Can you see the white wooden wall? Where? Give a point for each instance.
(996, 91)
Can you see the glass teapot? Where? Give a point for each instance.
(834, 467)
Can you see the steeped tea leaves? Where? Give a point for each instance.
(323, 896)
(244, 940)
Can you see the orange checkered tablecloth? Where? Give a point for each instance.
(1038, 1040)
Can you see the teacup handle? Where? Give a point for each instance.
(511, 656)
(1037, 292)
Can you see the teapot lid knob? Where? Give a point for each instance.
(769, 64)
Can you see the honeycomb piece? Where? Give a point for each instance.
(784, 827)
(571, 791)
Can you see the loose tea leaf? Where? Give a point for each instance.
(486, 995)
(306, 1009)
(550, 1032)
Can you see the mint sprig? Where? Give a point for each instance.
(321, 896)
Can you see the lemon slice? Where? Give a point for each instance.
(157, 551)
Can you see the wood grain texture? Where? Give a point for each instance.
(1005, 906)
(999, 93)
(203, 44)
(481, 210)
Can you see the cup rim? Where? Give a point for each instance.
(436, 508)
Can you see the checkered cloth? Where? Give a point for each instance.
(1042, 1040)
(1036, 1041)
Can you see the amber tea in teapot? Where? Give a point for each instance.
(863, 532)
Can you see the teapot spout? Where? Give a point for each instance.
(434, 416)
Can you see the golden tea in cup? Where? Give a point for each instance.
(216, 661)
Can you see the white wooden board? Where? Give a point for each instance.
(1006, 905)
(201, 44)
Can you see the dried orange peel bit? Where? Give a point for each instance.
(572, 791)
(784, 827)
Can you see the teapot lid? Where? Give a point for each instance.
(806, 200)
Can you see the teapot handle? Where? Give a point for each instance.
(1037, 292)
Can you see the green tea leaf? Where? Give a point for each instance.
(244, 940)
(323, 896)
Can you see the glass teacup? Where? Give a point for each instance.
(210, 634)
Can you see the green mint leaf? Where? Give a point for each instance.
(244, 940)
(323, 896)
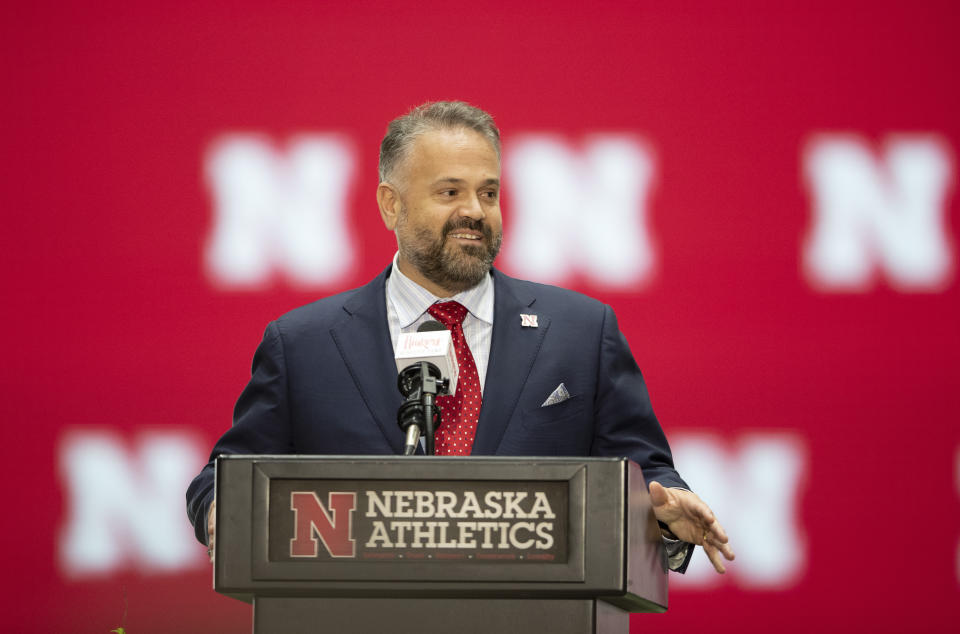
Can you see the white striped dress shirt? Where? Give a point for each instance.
(407, 304)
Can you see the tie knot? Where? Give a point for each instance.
(449, 314)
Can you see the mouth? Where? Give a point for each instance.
(467, 236)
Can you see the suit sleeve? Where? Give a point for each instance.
(626, 425)
(261, 424)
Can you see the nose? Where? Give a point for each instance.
(473, 208)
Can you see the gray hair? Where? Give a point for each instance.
(436, 115)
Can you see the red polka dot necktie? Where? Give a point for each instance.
(460, 411)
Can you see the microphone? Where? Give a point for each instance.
(427, 366)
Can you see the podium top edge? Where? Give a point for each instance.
(418, 458)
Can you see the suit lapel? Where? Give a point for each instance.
(364, 343)
(512, 353)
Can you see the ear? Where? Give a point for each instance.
(388, 199)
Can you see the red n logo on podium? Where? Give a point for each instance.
(312, 520)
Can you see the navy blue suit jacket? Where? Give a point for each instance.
(324, 382)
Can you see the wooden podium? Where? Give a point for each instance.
(436, 544)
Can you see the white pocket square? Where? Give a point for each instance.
(559, 395)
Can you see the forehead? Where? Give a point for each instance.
(452, 153)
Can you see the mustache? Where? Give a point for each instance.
(469, 224)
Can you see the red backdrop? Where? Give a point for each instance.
(118, 328)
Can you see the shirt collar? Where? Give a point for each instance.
(411, 300)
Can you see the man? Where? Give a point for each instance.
(544, 371)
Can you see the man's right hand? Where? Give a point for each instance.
(211, 529)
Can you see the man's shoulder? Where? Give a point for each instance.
(327, 311)
(548, 298)
(549, 294)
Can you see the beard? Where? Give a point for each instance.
(454, 267)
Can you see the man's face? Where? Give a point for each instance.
(449, 227)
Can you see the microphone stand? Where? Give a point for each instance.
(421, 384)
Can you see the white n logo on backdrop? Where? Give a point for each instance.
(754, 491)
(126, 508)
(279, 212)
(579, 212)
(869, 214)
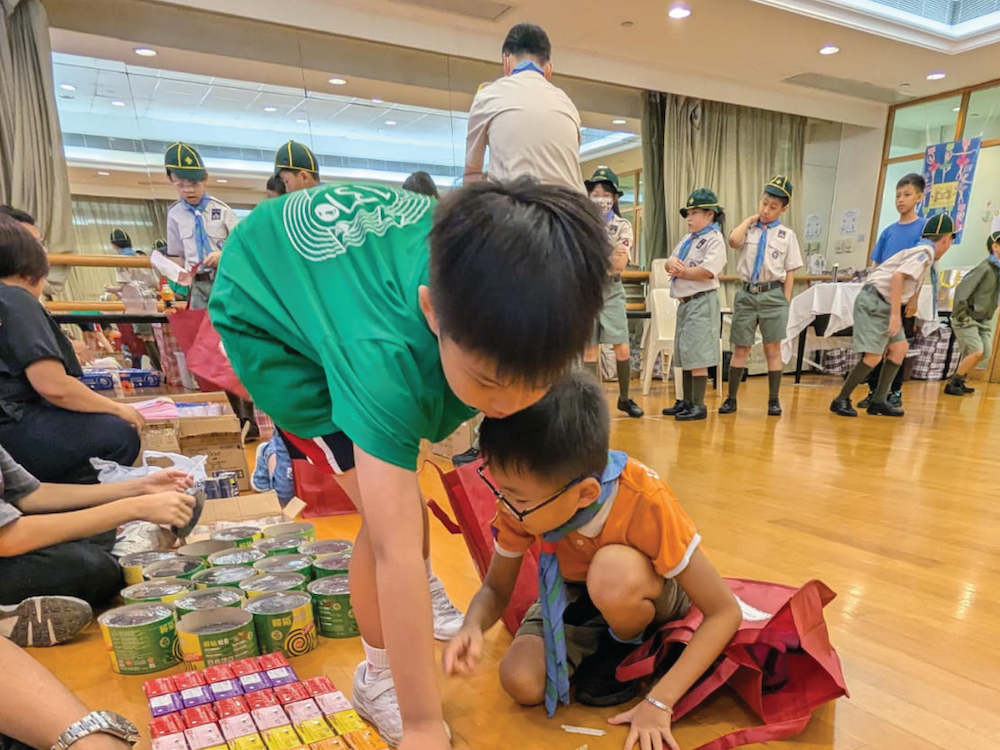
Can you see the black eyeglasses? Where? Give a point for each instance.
(519, 514)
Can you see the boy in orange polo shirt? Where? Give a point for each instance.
(619, 558)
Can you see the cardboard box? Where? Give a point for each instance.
(459, 441)
(220, 438)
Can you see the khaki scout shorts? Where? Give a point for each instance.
(973, 336)
(871, 323)
(585, 626)
(612, 323)
(769, 310)
(696, 340)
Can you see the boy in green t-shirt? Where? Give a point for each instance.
(363, 318)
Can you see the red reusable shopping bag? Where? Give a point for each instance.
(780, 661)
(202, 348)
(474, 507)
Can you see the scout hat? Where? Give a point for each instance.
(938, 226)
(185, 162)
(780, 187)
(605, 175)
(120, 238)
(702, 198)
(295, 156)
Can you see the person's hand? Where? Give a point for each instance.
(424, 738)
(895, 323)
(462, 653)
(650, 727)
(165, 481)
(164, 508)
(131, 415)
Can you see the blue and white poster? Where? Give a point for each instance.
(949, 169)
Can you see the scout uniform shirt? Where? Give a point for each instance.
(219, 220)
(707, 251)
(316, 304)
(912, 263)
(531, 128)
(643, 514)
(781, 255)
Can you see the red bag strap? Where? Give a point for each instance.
(780, 730)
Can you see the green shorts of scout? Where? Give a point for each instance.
(973, 336)
(612, 323)
(696, 341)
(585, 626)
(871, 323)
(769, 310)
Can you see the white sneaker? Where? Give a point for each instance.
(377, 704)
(448, 619)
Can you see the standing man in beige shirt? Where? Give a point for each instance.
(530, 126)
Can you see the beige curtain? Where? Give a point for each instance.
(93, 220)
(732, 150)
(33, 173)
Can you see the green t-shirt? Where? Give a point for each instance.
(316, 303)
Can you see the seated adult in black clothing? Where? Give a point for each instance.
(50, 422)
(56, 540)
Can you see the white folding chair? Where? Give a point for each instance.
(662, 321)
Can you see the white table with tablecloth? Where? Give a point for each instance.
(837, 301)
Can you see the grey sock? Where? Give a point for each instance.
(889, 370)
(735, 378)
(773, 384)
(855, 378)
(624, 373)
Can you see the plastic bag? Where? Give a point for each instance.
(109, 472)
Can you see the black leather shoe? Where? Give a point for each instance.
(679, 406)
(954, 388)
(842, 406)
(692, 413)
(630, 407)
(728, 406)
(884, 409)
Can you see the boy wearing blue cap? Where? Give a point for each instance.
(769, 255)
(976, 301)
(878, 320)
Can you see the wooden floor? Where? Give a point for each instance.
(900, 517)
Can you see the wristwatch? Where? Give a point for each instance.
(107, 722)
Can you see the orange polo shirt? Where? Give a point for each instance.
(643, 514)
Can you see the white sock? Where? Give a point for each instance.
(378, 658)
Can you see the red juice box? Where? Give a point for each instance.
(163, 696)
(290, 693)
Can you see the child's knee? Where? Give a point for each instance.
(619, 576)
(523, 680)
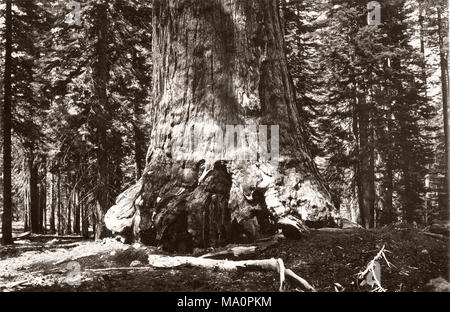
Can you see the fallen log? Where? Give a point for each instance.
(277, 265)
(240, 251)
(434, 235)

■ ■ ■ ■ ■ ■ ■

**Task to complete**
Please reproduce each entry above word for word and keep the pictures out of the copy.

**Output of the task**
Can you see the white wooden wall? Where? Give a point for each instance.
(996, 91)
Can you see the glass teapot? Where? Give a point for each instance.
(834, 467)
Can you see the steeped tea leaves? Where? Give a point for each instance.
(323, 896)
(244, 940)
Can you see the orange checkered tablecloth? Where? Give a point for each instance.
(1038, 1040)
Can you see the teacup handle? Where? Give a point for each instance.
(511, 656)
(1037, 292)
Can you see the teapot lid knob? Where? Give a point for each instance.
(769, 64)
Can you see the honeycomb piece? Where? Give a point for each instance.
(784, 827)
(571, 791)
Can you see the loose tea leaf? Where? Give a point for each instance.
(486, 995)
(306, 1009)
(550, 1032)
Can you see the mint sprig? Where? Give a point for each instance.
(321, 896)
Can you see the lemon slice? Where? Give a point for each instance.
(157, 551)
Can you see the wood grain texture? Where? Give a point for each instance.
(1005, 906)
(999, 93)
(203, 44)
(481, 210)
Can you see the cup rim? Where? Give a point for each instance.
(436, 508)
Can you see the checkered cloth? Where? Give a point for each instance.
(1042, 1040)
(1036, 1041)
Can you see the amber tea in teapot? Where? Give a point for each instance.
(863, 532)
Can you see the teapot spout? Where? Give a point for each instance.
(434, 416)
Can you see the golden tea in cup? Where? Give a point for each instance.
(216, 661)
Can you see the white wooden board? Where? Give a point for each instance.
(1006, 905)
(201, 44)
Can you see the dried orange peel bit? Where? Give a point for each instance.
(572, 791)
(784, 827)
Can you see the teapot lid? Where? Give a point for each instance.
(806, 200)
Can you see the teapot handle? Where? Give a point for each instance.
(1037, 292)
Can you see the green tea leaf? Where? Give a point for each instance.
(244, 940)
(323, 896)
Can you see the glass teacup? Where? Give a point for each instance.
(210, 634)
Can you see the green mint leaf? Where? Give a point for each instance.
(244, 940)
(323, 896)
Can you see the white striped dress shirt? Where? Give a point for each instance.
(407, 304)
Can you see the tie knot? Where? Give a point for each instance.
(449, 314)
Can you see the mouth? Where? Give a point for each instance.
(467, 236)
Can you see the suit sleeve? Where? Give a point for each instance.
(626, 425)
(261, 424)
Can you see the nose? Where? Give a point for each instance.
(473, 208)
Can you see the gray hair? Where? Give a point for each instance.
(436, 115)
Can you see the red polka dot necktie? Where? Give a point for each instance.
(460, 411)
Can you see the microphone? Where? Give a point for each instance.
(427, 366)
Can you see the podium top edge? Where? Give a point for each instance.
(418, 458)
Can you see the suit lapel? Where? Give a point for each instance.
(364, 343)
(512, 353)
Can you see the ear? Where? Give a point for each instance.
(388, 199)
Can you see the red n logo on podium? Where? Give a point for each instance.
(312, 520)
Can you see the navy blue suit jacket? Where? Give a point for each instance.
(324, 382)
Can you see the wooden podium? Where? Give a point for each instance.
(436, 544)
Can you see the white pocket square? Where? Give a point for each instance.
(559, 395)
Can you see the forehead? Where? Give a point for each instance.
(452, 153)
Can you see the mustache? Where? Give a point for each instance.
(469, 224)
Can you see the red backdrop? Where? Give a point for each instance.
(118, 328)
Can you see the shirt collar? Where? Give a point for each instance.
(411, 300)
Can you see the man? Where? Give a point for each instance.
(544, 371)
Can you see the man's right hand? Where? Give a point for each instance.
(211, 529)
Can you see the man's shoulder? Where? Give a point for each instance.
(327, 311)
(548, 298)
(549, 294)
Can you see the beard? Where? Give a point for each instance.
(454, 267)
Can you see the man's face? Where? Give a point for each instance.
(449, 227)
Can you see the microphone stand? Where? Give a point for each instance.
(421, 384)
Can you see the white n logo on backdrop? Where? Give a point for each instance.
(754, 491)
(126, 508)
(279, 212)
(579, 212)
(869, 214)
Can you see the black eyeglasses? Where? Give a point for each instance.
(519, 514)
Can you see the boy in orange polo shirt? Where? Give a point for each instance.
(619, 558)
Can you see the cardboard box? Where? Give a point for each instance.
(459, 441)
(220, 438)
Can you see the khaki scout shorts? Where? Give a point for each instance.
(973, 336)
(871, 323)
(585, 626)
(612, 323)
(769, 310)
(696, 340)
Can you see the boy in green t-shirt? Where? Give a point for each instance.
(363, 318)
Can you see the red reusable shopping bag? Where? Give a point for each instance.
(780, 661)
(202, 348)
(474, 507)
Can you see the scout hat? Where? Give a point for each instance.
(938, 226)
(185, 162)
(780, 187)
(605, 175)
(120, 238)
(702, 198)
(295, 156)
Can you see the person's hand? Where? Give a point for each instance.
(424, 738)
(895, 323)
(462, 653)
(650, 727)
(165, 481)
(164, 508)
(131, 415)
Can you see the blue and white poster? Where? Give a point for each instance.
(949, 169)
Can you see the scout uniform shirt? Where? Give a point for each instance.
(219, 220)
(707, 251)
(316, 304)
(912, 263)
(531, 128)
(643, 514)
(781, 255)
Can you see the red bag strap? Where? Give a point for each instance.
(780, 730)
Can you see the green shorts of scout? Where? Give a point for each instance.
(973, 336)
(612, 323)
(696, 341)
(585, 626)
(871, 323)
(769, 310)
Can you see the white sneaker? Where? Give a point for each instance.
(377, 704)
(448, 619)
Can you see the standing man in beige shirt? Where? Give a point for each instance.
(530, 126)
Can you see the beige curtain? Where? Give a point for each instance.
(93, 220)
(732, 150)
(33, 173)
Can you see the green t-shirt? Where? Give a point for each instance.
(316, 303)
Can you see the seated adult in black clothing? Where? Give a point for each instance.
(50, 422)
(56, 540)
Can you see the white folding chair? Where? Give a point for each instance.
(662, 321)
Can you see the white table with tablecloth? Where? Give a point for each instance.
(837, 301)
Can you see the grey sock? Where? Give a point for each instance.
(889, 370)
(735, 378)
(773, 384)
(855, 378)
(624, 373)
Can you see the plastic bag? Where? Give a point for each instance.
(109, 472)
Can you see the black leather shoe? Where? Give a point for each instance.
(679, 406)
(954, 388)
(842, 406)
(692, 413)
(630, 407)
(728, 406)
(884, 409)
Can you see the boy wearing blue cap? Where? Give a point for each instance.
(769, 255)
(976, 301)
(878, 320)
Can you see the wooden floor? Where? Give a point for each instance.
(900, 517)
Can you see the wristwatch? Where? Give a point for each instance.
(107, 722)
Can you see the orange polo shirt? Where? Give a point for each instance.
(643, 514)
Can you see the white sock? Where? Give a point for each instance.
(378, 658)
Can you see the red juice box? Where? Give a point for each instance.
(163, 696)
(290, 693)
Can you see the child's knee? Where? Give a point for each instance.
(619, 576)
(523, 680)
Can you see the fallen log? Where? Give a point for each instance.
(277, 265)
(240, 251)
(434, 235)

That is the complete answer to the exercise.